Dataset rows
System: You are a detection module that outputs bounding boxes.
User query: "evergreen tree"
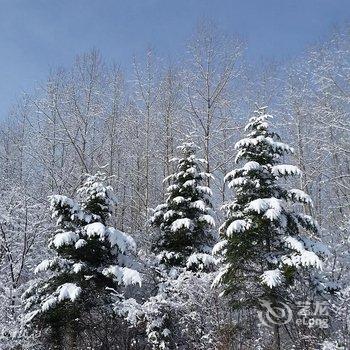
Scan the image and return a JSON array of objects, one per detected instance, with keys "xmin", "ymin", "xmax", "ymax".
[
  {"xmin": 23, "ymin": 173, "xmax": 141, "ymax": 348},
  {"xmin": 151, "ymin": 137, "xmax": 215, "ymax": 270},
  {"xmin": 213, "ymin": 107, "xmax": 325, "ymax": 349},
  {"xmin": 135, "ymin": 136, "xmax": 216, "ymax": 349}
]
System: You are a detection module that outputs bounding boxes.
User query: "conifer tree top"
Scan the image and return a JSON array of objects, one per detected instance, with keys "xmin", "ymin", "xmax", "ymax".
[
  {"xmin": 23, "ymin": 173, "xmax": 141, "ymax": 322},
  {"xmin": 214, "ymin": 107, "xmax": 326, "ymax": 295},
  {"xmin": 151, "ymin": 138, "xmax": 215, "ymax": 269}
]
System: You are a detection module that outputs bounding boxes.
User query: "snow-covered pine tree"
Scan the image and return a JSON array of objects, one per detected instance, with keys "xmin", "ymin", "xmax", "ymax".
[
  {"xmin": 213, "ymin": 107, "xmax": 325, "ymax": 349},
  {"xmin": 134, "ymin": 135, "xmax": 216, "ymax": 349},
  {"xmin": 23, "ymin": 173, "xmax": 141, "ymax": 348},
  {"xmin": 151, "ymin": 136, "xmax": 215, "ymax": 270}
]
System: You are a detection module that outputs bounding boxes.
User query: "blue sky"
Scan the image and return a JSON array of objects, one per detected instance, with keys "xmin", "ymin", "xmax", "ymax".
[{"xmin": 0, "ymin": 0, "xmax": 350, "ymax": 118}]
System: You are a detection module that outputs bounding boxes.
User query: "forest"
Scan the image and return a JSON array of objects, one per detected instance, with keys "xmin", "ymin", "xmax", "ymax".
[{"xmin": 0, "ymin": 21, "xmax": 350, "ymax": 350}]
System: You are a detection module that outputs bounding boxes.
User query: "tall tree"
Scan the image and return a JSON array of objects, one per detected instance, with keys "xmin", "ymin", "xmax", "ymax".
[
  {"xmin": 151, "ymin": 135, "xmax": 215, "ymax": 268},
  {"xmin": 24, "ymin": 173, "xmax": 141, "ymax": 349},
  {"xmin": 214, "ymin": 107, "xmax": 325, "ymax": 349}
]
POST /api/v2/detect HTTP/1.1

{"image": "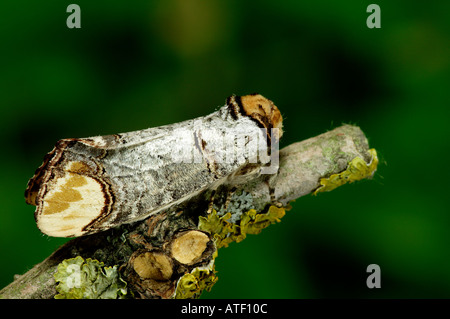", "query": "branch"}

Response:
[0,125,377,299]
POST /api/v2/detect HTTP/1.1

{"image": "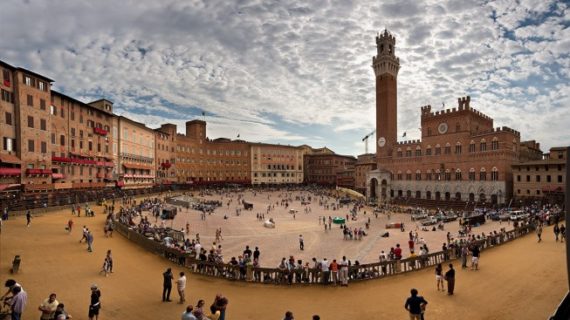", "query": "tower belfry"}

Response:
[372,30,400,161]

*Your objective*
Please copy out, in full, each line of the material above that contains the string "tree".

*Solution to the problem*
User query: "evergreen tree"
User query: "conifer tree top"
User query: "snow-covered pine tree"
User query: "tall tree"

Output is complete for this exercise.